EXTRACT PROVIDED: Begin
The bills are sponsored by Sen. Anthoni Petruccelli, an East Boston Democrat, and Rep. Michael Moran, a Brighton Democrat. They have 83 co-sponsors between the State House and Senate – including the two chairs of the Labor and Workforce Development committee, Sen. Dan Wolf, a Harwich Democrat, and Rep. Thomas Conroy, a Wayland Democrat. The committee did not vote on Tuesday.
No one voiced opposition to the bills at the hearing, and Halas said the coalition has been working with employers and lawmakers to reach consensus on it. New York, Hawaii and California have all passed similar bills.
At the hearing, several workers talked in personal terms about their experiences. Paola Garcia said she worked for five years as a live-in nanny. She worked from 6 a.m. to 11 p.m., with her only time off from 10 a.m. to 6 p.m. on Saturdays. When she had a root canal that got infected, she was unable to take time off. “Working that many hours for so many years without a full day of rest in the week, or the right to go see a doctor when you need it, is wrong,” Garcia said.
Natalicia Tracy, executive director of the Brazilian Immigrant Center, said she came to Boston to be a nanny, and the family abused her, forcing her to work 80 to 90 hours a week doing cooking, cleaning and childcare while sleeping on a glassed-in porch with a concrete floor. They paid her $25 a week and denied her contact with her family.
In 2011, Massachusetts established a trafficking law that makes experiences like Tracy’s illegal, but the bill would institute civil laws to regulate domestic worker relationships. “This bill provides civil remedies to address this evil,” Tracy said.
EXTRACT PROVIDED: End
▶ [COMPLETE THE FOLLOWING]:
1. Answer these from the article about the domestic worker bills:
(a) Which three states have passed similar bills?
(b) For how many years did Paola Garcia work as a live-in nanny?
(c) How much per week did the family pay Natalicia Tracy?
2. Return the passage of the article about the domestic worker bills from "The bills are" up to and including "vote on Tuesday.", word for word.
Rely only on the article about the domestic worker bills.
DATASET EXTRACT: Begin
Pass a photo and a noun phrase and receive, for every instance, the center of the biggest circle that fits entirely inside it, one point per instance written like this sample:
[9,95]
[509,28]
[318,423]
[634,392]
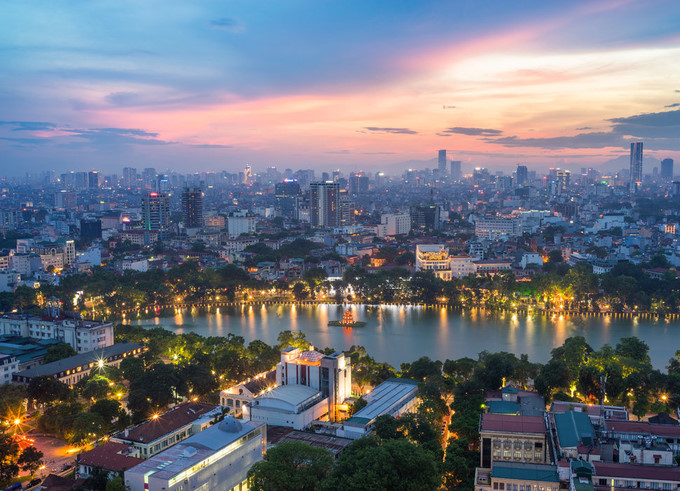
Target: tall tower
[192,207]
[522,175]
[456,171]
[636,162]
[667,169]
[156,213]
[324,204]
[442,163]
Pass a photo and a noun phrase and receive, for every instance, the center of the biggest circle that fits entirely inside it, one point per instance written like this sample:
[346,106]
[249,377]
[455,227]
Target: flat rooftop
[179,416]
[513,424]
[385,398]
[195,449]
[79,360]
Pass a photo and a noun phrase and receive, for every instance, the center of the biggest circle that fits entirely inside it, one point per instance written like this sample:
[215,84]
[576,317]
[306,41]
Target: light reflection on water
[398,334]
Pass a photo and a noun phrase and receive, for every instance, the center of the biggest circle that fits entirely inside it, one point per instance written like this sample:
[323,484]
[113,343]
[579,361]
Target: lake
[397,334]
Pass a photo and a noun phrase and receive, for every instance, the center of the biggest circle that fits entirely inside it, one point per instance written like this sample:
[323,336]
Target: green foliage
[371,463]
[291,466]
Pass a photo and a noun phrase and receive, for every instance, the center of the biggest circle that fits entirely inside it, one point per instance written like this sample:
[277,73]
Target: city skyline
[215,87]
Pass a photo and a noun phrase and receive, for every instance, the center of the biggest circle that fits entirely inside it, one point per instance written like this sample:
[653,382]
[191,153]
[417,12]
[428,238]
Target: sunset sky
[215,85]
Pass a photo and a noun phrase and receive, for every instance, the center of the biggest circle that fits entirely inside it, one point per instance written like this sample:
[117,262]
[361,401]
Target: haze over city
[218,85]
DATASET EXTRACT: End
DATASET EXTRACT: Begin
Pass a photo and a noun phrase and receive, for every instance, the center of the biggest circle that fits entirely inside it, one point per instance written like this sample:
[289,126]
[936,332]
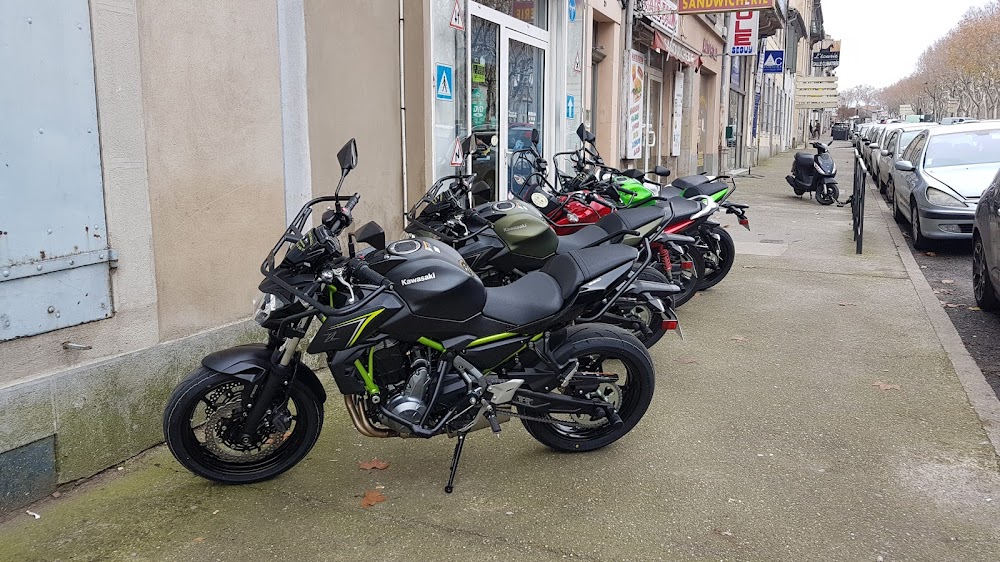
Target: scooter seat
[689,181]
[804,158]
DATASET EXTRACT: End
▶ [LIST OF ANSWERS]:
1.
(a) New York, Hawaii and California
(b) Five years
(c) $25 a week

2.
The bills are sponsored by Sen. Anthoni Petruccelli, an East Boston Democrat, and Rep. Michael Moran, a Brighton Democrat. They have 83 co-sponsors between the State House and Senate – including the two chairs of the Labor and Workforce Development committee, Sen. Dan Wolf, a Harwich Democrat, and Rep. Thomas Conroy, a Wayland Democrat. The committee did not vote on Tuesday.